Je vous l’ai dit lorsque je vous ai présenté ma « Dream Team« , j’ai 3 relecteurs qui travaillent en ce moment sur mon manuscrit. ♥ Certains s’approchent d’ailleurs de la fin alors que je commence à peine mes corrections éditoriales. 😉
Mes bêta-lecteurs se complètent bien : entre « coups de fouet » et « coups de cœur », je vois bien mieux ce que je dois absolument changer… et ce que je peux garder en l’état ou modifier légèrement pour rendre mon texte meilleur.
L’un des points que j’ai travaillés cette semaine, c’est de rendre mon héroïne plus active, moins passive.
J’ai eu du mal avec cela car dans mon scénario
- l’héroïne se retrouve dès le départ amnésique ;
- je souhaite qu’elle et le lecteur se demandent comment il est possible qu’elle soit considérée comme « celle qui va sauver le monde » (elle n’a que 16 ans) ;
- et il y a un autre « angle narratif » que je garde secret, mais auquel je dois penser en même temps, qui doit montrer sa « faiblesse »…
Bref, dans ma première mouture, Sylvine était systématiquement affublée de « pauvrette » et de « mon enfant » par ses interlocuteurs et devait se contenter de regarder tout le monde décider à sa place.

MATÉRIEL PRÉSENTÉ:

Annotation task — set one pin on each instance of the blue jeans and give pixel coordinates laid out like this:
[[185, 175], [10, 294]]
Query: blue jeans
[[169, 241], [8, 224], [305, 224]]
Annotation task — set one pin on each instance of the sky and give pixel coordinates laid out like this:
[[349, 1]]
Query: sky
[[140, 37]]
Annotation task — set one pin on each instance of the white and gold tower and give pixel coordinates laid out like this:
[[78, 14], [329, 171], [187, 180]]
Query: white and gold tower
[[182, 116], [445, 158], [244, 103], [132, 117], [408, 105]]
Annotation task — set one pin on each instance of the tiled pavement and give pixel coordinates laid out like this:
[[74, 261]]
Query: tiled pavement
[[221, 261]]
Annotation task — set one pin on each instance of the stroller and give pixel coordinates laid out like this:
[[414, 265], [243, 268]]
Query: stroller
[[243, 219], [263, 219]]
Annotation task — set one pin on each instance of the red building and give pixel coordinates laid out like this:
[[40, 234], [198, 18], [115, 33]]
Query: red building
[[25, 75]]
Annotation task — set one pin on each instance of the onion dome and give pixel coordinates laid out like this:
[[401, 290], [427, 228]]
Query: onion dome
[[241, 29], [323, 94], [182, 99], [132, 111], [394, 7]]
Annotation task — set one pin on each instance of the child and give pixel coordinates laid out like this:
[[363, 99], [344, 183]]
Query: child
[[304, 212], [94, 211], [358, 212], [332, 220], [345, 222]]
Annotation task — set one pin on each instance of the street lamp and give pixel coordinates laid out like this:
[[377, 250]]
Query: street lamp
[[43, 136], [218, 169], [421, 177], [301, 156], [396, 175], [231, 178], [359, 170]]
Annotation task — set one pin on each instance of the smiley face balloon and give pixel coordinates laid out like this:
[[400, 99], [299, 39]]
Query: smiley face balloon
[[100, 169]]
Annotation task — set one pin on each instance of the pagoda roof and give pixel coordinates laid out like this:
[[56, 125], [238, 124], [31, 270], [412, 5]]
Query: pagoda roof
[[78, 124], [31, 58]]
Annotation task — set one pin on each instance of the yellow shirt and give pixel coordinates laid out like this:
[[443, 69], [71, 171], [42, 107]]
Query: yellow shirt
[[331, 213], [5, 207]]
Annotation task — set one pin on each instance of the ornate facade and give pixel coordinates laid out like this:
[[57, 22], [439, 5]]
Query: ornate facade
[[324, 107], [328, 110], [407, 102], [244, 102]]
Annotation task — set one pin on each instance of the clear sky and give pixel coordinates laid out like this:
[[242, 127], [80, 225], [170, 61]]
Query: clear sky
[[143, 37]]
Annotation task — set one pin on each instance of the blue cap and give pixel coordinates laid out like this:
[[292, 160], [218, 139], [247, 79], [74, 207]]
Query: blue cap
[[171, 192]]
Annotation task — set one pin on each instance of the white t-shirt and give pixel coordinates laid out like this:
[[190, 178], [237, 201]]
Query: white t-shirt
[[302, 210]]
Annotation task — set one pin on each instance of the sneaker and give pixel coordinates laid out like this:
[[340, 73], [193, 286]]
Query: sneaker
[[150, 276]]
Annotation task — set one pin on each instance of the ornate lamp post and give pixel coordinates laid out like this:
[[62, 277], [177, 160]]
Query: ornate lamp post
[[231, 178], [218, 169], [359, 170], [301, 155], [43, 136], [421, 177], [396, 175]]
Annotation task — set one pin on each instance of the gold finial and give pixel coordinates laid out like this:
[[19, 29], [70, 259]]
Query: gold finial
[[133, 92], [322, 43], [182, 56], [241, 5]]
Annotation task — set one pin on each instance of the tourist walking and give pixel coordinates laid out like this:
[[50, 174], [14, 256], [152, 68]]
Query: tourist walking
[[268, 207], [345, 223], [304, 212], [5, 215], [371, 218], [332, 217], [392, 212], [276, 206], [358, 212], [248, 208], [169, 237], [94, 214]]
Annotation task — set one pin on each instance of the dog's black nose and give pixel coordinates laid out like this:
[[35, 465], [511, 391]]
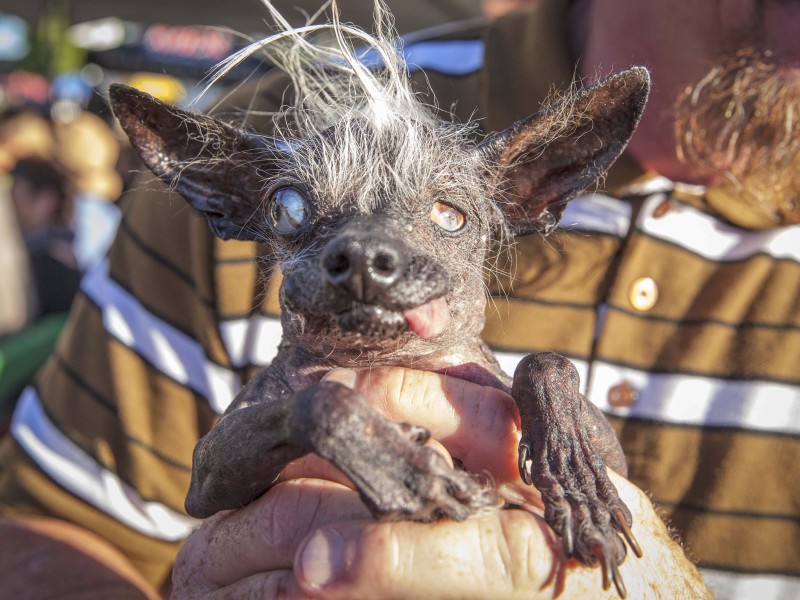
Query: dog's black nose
[[364, 265]]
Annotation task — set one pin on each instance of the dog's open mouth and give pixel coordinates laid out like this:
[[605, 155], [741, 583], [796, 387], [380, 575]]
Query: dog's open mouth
[[426, 320]]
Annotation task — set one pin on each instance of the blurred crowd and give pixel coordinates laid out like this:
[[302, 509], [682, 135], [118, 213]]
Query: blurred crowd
[[61, 173]]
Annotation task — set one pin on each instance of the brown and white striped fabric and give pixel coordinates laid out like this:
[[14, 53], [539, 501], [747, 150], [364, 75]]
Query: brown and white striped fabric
[[685, 329]]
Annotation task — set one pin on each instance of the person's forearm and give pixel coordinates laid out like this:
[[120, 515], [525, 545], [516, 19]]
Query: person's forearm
[[46, 558]]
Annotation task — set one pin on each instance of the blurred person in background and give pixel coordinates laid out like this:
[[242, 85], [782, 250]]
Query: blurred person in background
[[42, 202], [674, 291]]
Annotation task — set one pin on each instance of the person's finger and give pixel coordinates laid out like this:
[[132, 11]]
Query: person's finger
[[505, 554], [501, 555], [262, 536], [477, 424], [275, 585]]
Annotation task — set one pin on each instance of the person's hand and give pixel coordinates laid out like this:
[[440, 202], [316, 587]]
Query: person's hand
[[310, 536]]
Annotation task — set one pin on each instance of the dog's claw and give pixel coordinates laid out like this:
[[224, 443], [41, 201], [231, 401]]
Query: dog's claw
[[522, 462], [622, 526]]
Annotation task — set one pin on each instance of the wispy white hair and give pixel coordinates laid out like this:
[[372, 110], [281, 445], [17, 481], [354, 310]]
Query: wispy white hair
[[360, 132]]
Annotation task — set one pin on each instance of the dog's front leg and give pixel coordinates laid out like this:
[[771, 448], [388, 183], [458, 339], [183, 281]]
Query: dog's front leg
[[565, 447], [395, 474]]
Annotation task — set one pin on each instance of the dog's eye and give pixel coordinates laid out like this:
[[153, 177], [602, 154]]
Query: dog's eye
[[447, 217], [288, 211]]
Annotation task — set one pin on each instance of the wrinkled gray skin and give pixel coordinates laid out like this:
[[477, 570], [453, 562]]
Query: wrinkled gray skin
[[355, 270]]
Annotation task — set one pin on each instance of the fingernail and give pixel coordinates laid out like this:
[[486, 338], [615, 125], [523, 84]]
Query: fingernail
[[322, 559]]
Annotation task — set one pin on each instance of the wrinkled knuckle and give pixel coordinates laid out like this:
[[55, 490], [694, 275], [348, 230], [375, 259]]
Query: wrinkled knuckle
[[386, 556], [277, 515], [533, 555]]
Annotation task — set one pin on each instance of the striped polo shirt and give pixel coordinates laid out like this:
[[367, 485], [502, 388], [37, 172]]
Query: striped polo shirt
[[684, 326]]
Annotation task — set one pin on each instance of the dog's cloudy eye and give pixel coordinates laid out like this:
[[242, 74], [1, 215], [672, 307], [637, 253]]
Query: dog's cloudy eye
[[288, 211], [447, 217]]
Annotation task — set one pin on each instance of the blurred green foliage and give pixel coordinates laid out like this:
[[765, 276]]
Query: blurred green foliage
[[52, 52]]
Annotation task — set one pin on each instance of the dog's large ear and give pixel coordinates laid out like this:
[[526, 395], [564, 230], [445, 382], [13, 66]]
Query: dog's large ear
[[544, 161], [220, 170]]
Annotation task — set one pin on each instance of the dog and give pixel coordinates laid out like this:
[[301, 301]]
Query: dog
[[381, 214]]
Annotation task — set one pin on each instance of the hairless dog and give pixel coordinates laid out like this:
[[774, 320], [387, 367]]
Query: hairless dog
[[381, 216]]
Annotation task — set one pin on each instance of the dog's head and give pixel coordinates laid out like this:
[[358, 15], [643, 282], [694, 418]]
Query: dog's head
[[379, 213]]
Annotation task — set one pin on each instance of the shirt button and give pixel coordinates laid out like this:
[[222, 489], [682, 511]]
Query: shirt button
[[622, 395], [643, 294]]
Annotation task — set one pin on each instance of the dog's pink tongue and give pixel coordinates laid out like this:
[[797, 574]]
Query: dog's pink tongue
[[429, 319]]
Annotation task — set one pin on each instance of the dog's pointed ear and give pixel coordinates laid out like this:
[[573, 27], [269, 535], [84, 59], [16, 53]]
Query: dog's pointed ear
[[542, 162], [220, 170]]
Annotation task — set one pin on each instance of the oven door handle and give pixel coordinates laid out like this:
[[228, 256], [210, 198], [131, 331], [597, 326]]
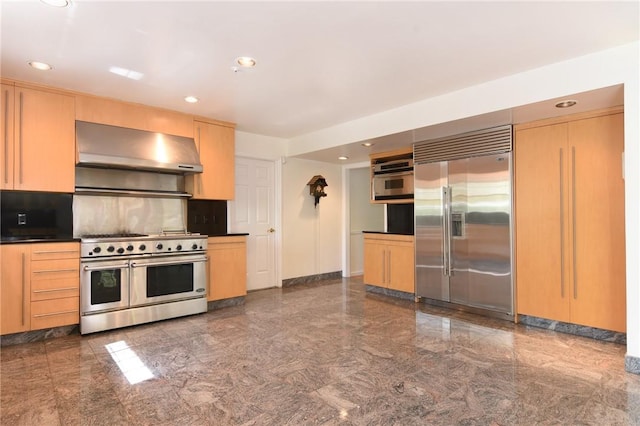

CONSIGNES:
a) Dans l'extrait, relevez chacune des contraintes du scénario présentées sous forme de liste à tirets.
b) Transcrivez fidèlement le passage de l'extrait allant de « Je vous l’ai » à « active, moins passive. ».

RÉPONSES PAR CONSIGNE:
a)
- L’héroïne se retrouve dès le départ amnésique.
- Elle et le lecteur doivent se demander comment il est possible qu’elle soit considérée comme « celle qui va sauver le monde » (elle n’a que 16 ans).
- Un autre « angle narratif », gardé secret, doit montrer sa « faiblesse ».

b)
Je vous l’ai dit lorsque je vous ai présenté ma « Dream Team« , j’ai 3 relecteurs qui travaillent en ce moment sur mon manuscrit. ♥ Certains s’approchent d’ailleurs de la fin alors que je commence à peine mes corrections éditoriales. 😉
Mes bêta-lecteurs se complètent bien : entre « coups de fouet » et « coups de cœur », je vois bien mieux ce que je dois absolument changer… et ce que je peux garder en l’état ou modifier légèrement pour rendre mon texte meilleur.
L’un des points que j’ai travaillés cette semaine, c’est de rendre mon héroïne plus active, moins passive.